[Recorded data]

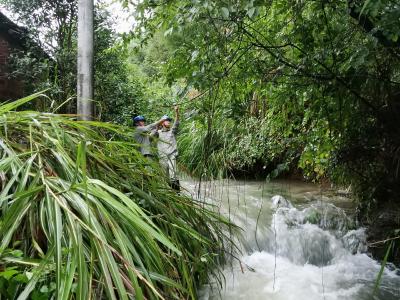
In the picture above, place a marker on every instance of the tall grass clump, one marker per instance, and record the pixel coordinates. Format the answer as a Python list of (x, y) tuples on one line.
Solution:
[(84, 216)]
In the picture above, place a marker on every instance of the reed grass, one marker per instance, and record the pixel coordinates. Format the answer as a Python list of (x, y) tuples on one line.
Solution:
[(90, 213)]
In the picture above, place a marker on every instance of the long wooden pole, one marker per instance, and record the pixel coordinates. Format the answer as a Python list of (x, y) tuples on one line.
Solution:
[(85, 60)]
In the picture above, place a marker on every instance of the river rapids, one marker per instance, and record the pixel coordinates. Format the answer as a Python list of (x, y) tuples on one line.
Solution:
[(297, 242)]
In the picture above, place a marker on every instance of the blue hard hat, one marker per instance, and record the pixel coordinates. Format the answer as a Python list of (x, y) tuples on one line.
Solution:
[(138, 119)]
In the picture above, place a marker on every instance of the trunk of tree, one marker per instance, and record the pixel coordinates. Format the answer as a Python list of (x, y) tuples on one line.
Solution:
[(85, 60)]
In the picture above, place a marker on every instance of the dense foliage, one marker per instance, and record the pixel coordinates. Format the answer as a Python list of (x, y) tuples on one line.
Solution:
[(289, 85), (83, 215), (313, 85), (52, 26)]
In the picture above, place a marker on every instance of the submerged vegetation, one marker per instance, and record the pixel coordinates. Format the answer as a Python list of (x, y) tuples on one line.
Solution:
[(84, 215)]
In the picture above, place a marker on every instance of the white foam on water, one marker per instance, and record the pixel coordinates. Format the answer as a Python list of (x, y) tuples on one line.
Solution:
[(302, 261)]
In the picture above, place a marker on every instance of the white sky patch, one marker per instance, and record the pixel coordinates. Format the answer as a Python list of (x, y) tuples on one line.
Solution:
[(122, 18)]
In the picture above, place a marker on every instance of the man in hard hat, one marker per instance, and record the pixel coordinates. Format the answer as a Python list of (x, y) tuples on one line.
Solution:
[(143, 132), (167, 147)]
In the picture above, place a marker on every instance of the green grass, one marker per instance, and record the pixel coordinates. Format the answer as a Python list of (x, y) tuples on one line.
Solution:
[(88, 213)]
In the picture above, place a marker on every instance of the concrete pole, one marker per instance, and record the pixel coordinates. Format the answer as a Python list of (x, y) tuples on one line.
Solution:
[(85, 60)]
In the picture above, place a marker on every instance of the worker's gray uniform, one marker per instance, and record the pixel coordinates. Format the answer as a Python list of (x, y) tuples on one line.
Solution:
[(167, 149), (142, 137)]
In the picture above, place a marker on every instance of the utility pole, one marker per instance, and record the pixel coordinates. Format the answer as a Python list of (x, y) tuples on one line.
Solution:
[(85, 60)]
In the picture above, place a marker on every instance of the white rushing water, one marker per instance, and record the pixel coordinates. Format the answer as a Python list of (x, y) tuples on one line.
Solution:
[(300, 246)]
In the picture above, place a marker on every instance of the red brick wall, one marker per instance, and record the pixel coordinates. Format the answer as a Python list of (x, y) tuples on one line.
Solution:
[(10, 89)]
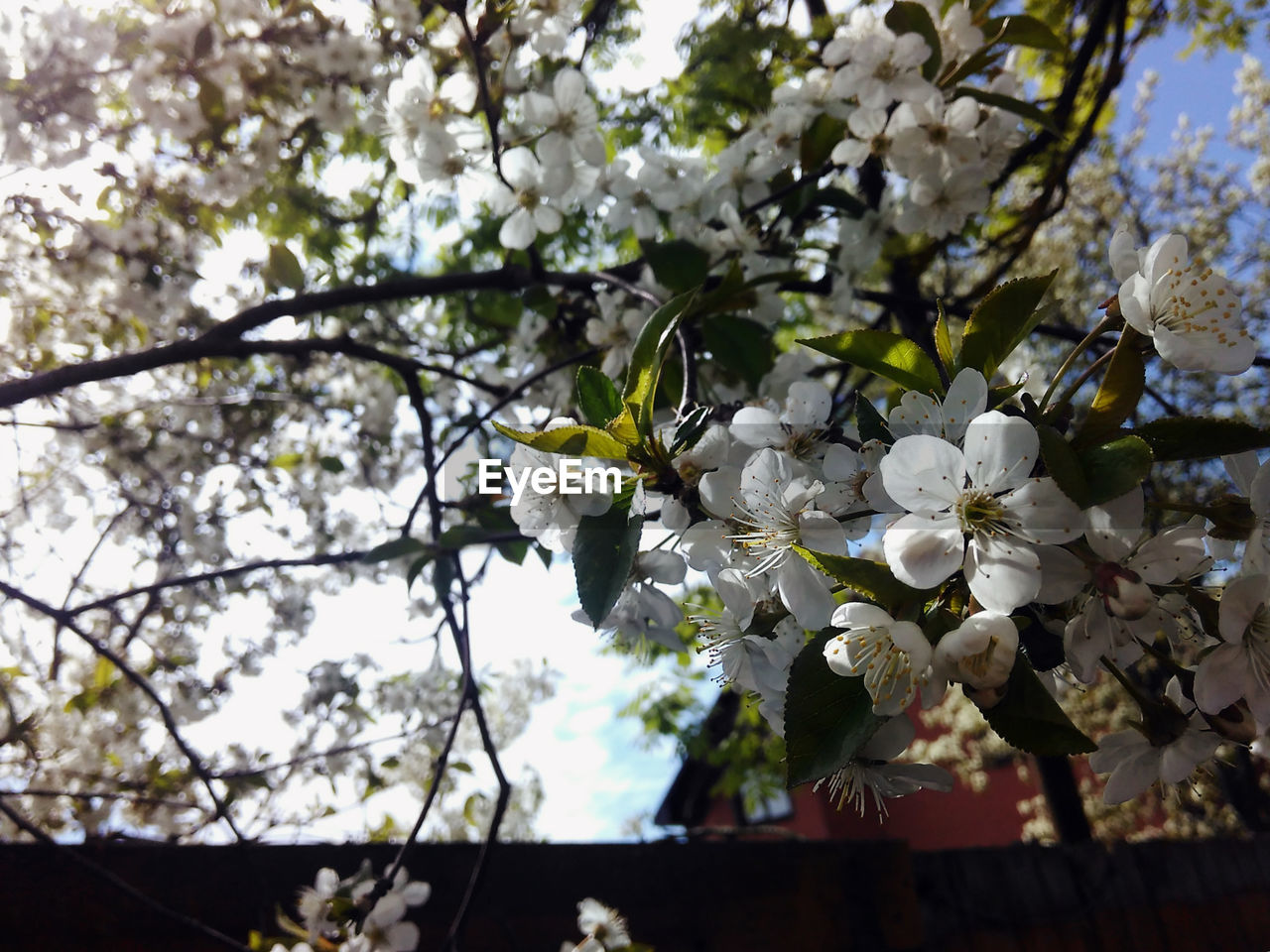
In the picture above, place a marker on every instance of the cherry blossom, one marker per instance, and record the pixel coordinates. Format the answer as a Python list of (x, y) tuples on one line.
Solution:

INSTRUCTIONS TO FOLLOW
In the entries above, write out unchanged every line from the one containing "of the long" through the one containing "[(289, 85), (83, 215), (313, 85), (52, 26)]", including both of those lines.

COMPLETED TASK
In the picture above, place a marker on every instance of the long wooden pole, one marker per instance, and record the pixel coordinates. Format the answer as a Python list of (x, y) tuples on one line.
Solution:
[(85, 60)]
In the picture above, place a marker on every instance of the river rapids, one marker per instance, and record the pixel coordinates. Format the answer as a Python list of (x, y) tuples on one line.
Solution:
[(297, 242)]
In the picture above, place a marker on every instance of the blue hard hat, one marker per instance, and record the pixel coordinates. Format the answer as a Python list of (x, y) tuples on one line.
Solution:
[(138, 119)]
In the picture above, place a marker on every instance of the trunk of tree, one marker per instance, and record the pixel coordinates. Format the answer as a Python list of (x, y) tuples on one line.
Solution:
[(85, 60)]
In the picture above, place a marker on every instance of the dense foliage, one marker per instance, and record the pixel coordinates. Format the answer as a Python list of (x, y) tuples on one line.
Solution:
[(289, 85), (83, 215), (313, 85), (52, 26)]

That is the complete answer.